(What needs to be done):
Show every line of the listing below that contains the word "roof", copying each line in full.

(Data lines):
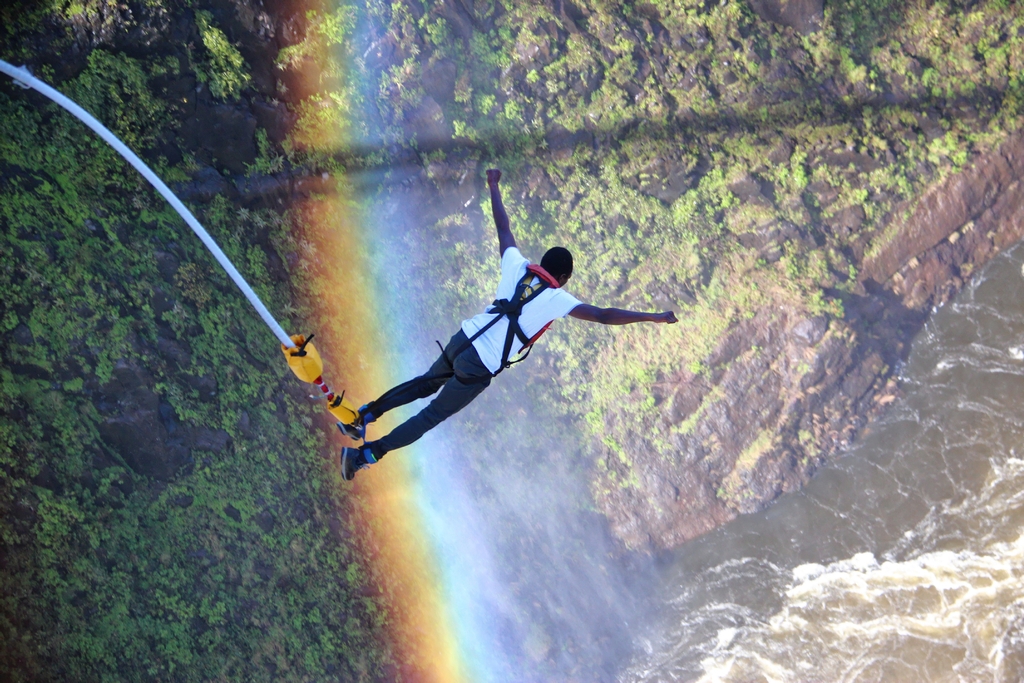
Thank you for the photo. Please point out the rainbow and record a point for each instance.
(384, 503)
* * *
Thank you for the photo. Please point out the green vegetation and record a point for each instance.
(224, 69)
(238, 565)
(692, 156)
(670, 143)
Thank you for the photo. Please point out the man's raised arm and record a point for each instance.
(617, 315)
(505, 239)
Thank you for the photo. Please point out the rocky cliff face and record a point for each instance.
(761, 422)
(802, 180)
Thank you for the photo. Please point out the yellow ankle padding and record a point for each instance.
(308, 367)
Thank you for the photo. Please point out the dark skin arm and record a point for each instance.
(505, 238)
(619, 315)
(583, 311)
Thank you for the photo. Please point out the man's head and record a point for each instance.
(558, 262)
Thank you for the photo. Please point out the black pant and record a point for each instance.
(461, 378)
==
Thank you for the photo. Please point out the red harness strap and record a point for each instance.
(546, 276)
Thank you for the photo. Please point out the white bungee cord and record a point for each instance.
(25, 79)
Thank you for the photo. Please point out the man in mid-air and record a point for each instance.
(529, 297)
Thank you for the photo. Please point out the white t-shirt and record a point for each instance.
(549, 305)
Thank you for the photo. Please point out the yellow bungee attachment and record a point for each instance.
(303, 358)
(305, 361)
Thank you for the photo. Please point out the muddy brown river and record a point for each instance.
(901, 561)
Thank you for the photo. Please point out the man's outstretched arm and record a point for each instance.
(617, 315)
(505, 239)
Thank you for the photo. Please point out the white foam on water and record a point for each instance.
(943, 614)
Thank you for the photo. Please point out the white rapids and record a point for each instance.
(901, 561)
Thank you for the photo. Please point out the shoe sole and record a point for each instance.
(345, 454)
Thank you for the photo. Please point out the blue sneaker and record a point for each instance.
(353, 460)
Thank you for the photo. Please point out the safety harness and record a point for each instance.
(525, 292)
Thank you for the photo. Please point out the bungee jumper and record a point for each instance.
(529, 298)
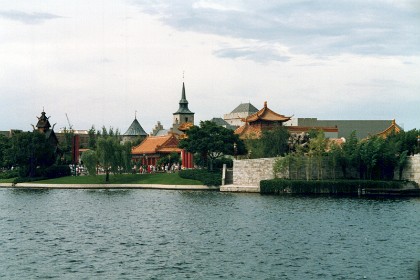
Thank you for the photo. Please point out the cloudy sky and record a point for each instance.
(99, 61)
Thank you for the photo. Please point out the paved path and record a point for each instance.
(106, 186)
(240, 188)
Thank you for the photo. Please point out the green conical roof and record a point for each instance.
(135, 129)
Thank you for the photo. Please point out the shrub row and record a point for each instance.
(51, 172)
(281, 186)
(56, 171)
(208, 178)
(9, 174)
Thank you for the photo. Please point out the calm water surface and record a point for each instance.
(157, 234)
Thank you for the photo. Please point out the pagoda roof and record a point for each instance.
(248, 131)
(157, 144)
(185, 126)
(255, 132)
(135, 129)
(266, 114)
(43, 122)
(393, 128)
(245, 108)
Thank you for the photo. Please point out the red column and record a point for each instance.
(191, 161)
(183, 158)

(Response to the exercise):
Thank you for the photo. Please point out the green conical roof and record a point for each instance.
Thank you for the photo. Please point out the pagoda roof and record a point for each instance.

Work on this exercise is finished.